*** Begin section ***

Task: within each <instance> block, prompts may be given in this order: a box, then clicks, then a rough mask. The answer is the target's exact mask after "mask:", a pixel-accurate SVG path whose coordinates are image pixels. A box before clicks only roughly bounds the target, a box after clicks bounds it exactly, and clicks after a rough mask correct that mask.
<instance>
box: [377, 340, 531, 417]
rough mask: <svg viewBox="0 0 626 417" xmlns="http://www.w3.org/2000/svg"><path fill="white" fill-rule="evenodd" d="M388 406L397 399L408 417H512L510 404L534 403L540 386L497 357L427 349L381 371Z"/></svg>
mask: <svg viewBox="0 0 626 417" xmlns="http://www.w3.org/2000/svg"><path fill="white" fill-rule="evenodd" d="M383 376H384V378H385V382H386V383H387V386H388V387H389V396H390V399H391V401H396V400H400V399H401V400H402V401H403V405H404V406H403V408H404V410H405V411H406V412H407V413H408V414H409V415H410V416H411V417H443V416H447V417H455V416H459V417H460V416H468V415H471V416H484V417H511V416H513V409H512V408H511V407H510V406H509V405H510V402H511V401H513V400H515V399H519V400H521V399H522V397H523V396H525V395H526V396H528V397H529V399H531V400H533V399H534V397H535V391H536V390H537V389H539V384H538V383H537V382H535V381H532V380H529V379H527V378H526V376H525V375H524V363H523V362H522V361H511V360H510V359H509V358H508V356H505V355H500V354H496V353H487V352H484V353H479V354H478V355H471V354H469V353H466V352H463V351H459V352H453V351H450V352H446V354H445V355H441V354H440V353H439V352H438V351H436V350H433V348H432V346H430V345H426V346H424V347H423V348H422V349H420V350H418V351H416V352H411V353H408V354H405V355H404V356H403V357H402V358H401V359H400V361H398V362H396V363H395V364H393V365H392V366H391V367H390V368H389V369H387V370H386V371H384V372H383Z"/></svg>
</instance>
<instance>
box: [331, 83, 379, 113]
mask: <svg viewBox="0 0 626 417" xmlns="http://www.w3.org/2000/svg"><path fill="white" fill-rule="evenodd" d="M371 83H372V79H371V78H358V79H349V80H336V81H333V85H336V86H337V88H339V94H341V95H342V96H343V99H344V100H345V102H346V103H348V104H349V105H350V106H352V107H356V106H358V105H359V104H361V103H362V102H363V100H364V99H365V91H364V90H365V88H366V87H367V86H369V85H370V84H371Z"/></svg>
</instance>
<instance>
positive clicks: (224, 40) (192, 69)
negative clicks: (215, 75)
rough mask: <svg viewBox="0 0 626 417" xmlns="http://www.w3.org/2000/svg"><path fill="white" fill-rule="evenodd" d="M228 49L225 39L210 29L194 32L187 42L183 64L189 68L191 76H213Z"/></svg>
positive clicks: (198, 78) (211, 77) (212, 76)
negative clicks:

*** End section ***

◆ Exercise objective ◆
For each line in the data above that contains the string "clicks", extract the line.

◆ Output of the task ◆
Task: within each <instance> block, prompts may be given in this order: a box, then clicks, then a rough mask. The answer is the target's exact mask after "mask:", a pixel-accurate SVG path whose coordinates are image pixels. A box before clicks only roughly bounds the target, a box after clicks bounds it exactly, and clicks after a rough mask correct that mask.
positive clicks: (224, 40) (192, 69)
negative clicks: (215, 75)
positive clicks: (198, 78) (211, 77) (212, 76)
negative clicks:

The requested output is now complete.